(REQUIREMENT):
Write the next part of the Python menu-navigation thread, picking up right after its final line.

(QUOTED PASSAGE):
((

This is my little menu navigation with if and else statements:
def navigation():
navigation_eingabe = int(input())
if navigation_eingabe == 1:
met1()
if navigation_eingabe == 2:
pass
if navigation_eingabe == 3:
pass
if navigation_eingabe == 4:
pass
if navigation_eingabe == 5:
pass
if navigation_eingabe == 6:
pass
else:
print("Pls give only Integer numbers")
def met1():
print("method1")
met2()
def met2():
print("method2")
navigation()
Its not working correctly, after I give the Input as 1, the code goes to met1, then to meth2 and then to the else statement. I dont know why?
And then I program this alternativ code with a example:
def navigation ():
x = int(input())
if x == 1:
print("1")
xx1()
if x == 2:
print("2")
xx2()
else:
print("else statement")
def xx1():
print("this is met1")
def xx2():
print("this is met2")
navigation()
But in this code, the statement is working correctly, why not in the first code? Is this a problem with functional programming logic, or with the statement structury? but I cant see the difference of this two codes.
Thank you!
In python, when testing multiple conditions in the same block, you use if for the first condition, elif for other conditional statements after that, and then else. The code block under else runs only if the other conditions were False. The problem with your code is that you use all if statements where you should use elif. The reason your first code goes to the else statement is because your last if statement runs no matter what the result of the first if statement was.
if navigation_eingabe == 1:
met1()
elif navigation_eingabe == 2:
pass
put the rest of your elif statements, and end with the else statement, so it will print if none of the other conditions are true:
else:
print('Pls only give integer numbers.')

))

[Pointing and labeling entries]
((

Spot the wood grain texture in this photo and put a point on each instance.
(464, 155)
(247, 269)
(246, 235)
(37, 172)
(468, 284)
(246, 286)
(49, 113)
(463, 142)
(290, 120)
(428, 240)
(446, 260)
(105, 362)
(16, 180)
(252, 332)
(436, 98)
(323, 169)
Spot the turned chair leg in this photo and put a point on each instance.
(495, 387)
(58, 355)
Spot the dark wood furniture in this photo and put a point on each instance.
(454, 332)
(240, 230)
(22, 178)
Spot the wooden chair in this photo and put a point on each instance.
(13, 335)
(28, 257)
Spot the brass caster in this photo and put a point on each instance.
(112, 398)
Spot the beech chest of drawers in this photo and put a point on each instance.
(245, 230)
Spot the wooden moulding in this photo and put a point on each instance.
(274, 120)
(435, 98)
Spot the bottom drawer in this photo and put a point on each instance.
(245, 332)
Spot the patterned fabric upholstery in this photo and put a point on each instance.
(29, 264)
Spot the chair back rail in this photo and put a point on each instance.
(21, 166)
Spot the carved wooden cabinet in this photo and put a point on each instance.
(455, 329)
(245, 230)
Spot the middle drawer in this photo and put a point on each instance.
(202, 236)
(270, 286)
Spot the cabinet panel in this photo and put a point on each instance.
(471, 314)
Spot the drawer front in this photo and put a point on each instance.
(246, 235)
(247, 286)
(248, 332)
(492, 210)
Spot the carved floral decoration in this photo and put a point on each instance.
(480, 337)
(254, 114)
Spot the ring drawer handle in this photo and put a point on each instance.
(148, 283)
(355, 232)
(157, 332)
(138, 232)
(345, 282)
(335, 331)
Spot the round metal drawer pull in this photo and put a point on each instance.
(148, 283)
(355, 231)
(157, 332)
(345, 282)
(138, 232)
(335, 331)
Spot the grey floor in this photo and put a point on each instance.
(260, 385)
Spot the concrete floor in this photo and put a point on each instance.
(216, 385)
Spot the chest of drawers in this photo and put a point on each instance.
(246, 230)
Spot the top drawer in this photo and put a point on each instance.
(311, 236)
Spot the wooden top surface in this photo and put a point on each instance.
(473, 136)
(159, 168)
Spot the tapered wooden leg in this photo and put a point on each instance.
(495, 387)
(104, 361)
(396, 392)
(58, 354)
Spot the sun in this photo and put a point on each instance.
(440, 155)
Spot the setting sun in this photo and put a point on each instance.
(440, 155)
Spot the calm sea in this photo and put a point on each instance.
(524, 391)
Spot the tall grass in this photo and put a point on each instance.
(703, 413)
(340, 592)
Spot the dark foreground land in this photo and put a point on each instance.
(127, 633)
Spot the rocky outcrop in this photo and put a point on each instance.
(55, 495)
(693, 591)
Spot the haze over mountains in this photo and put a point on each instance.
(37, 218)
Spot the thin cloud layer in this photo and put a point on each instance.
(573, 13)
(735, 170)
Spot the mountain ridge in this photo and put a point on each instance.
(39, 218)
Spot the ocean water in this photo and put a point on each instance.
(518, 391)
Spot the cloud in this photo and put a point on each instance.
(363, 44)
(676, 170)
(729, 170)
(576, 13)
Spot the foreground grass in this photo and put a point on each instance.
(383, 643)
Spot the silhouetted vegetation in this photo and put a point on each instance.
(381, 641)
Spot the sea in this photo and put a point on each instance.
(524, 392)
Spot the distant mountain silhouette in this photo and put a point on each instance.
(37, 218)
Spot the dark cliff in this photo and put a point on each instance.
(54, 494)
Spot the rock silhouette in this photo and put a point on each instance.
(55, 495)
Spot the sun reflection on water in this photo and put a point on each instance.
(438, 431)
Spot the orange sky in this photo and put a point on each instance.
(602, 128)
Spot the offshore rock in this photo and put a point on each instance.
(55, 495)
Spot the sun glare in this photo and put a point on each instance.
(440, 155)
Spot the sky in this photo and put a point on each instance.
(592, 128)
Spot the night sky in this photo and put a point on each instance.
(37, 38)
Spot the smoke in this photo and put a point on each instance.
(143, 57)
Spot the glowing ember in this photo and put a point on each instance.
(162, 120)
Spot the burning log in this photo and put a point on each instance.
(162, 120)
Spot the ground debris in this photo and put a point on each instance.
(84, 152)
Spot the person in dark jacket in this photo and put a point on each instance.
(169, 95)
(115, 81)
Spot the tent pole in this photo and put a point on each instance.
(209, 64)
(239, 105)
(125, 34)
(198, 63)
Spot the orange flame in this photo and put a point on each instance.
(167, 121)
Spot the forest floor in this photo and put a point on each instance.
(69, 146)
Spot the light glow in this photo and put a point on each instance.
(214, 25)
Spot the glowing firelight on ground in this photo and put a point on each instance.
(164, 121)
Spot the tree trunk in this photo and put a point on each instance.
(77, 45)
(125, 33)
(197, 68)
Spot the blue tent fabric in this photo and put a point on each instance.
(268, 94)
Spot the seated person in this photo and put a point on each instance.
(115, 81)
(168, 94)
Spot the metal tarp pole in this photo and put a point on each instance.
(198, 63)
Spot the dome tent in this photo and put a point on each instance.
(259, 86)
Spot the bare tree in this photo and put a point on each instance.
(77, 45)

))

(OUTPUT BELOW):
However, this code does not do what you think it does. You are using the else statement for exception handling. This does not work. What you need is a try-except statement:
try:
navigation_eingabe = int(input())
if navigation_eingabe == 1:
met1()
elif navigation_eingabe == 2:
pass
elif navigation_eingabe == 3:
pass
elif navigation_eingabe == 4:
pass
elif navigation_eingabe == 5:
pass
elif navigation_eingabe == 6:
pass
else:
print('not a number 1-6')
except ValueError: #the type of error if you try to convert a non-integer string to an int.
print('Pls only give integer numbers.')
This will check each condition and catch the error if an invalid string is passed to the input.
This happened because you thought the execution of navigation() function would stop after the first if statement. It is wrong as after that more if statements are there instead of elif.
So use elif instead of more if statements
if navigation_eingabe == 1:
met1()
elif navigation_eingabe == 2:
pass
elif navigation_eingabe == 3:
pass
elif navigation_eingabe == 4:
pass
elif navigation_eingabe == 5:
pass
elif navigation_eingabe == 6:
pass
else:
print("Pls give only Integer numbers")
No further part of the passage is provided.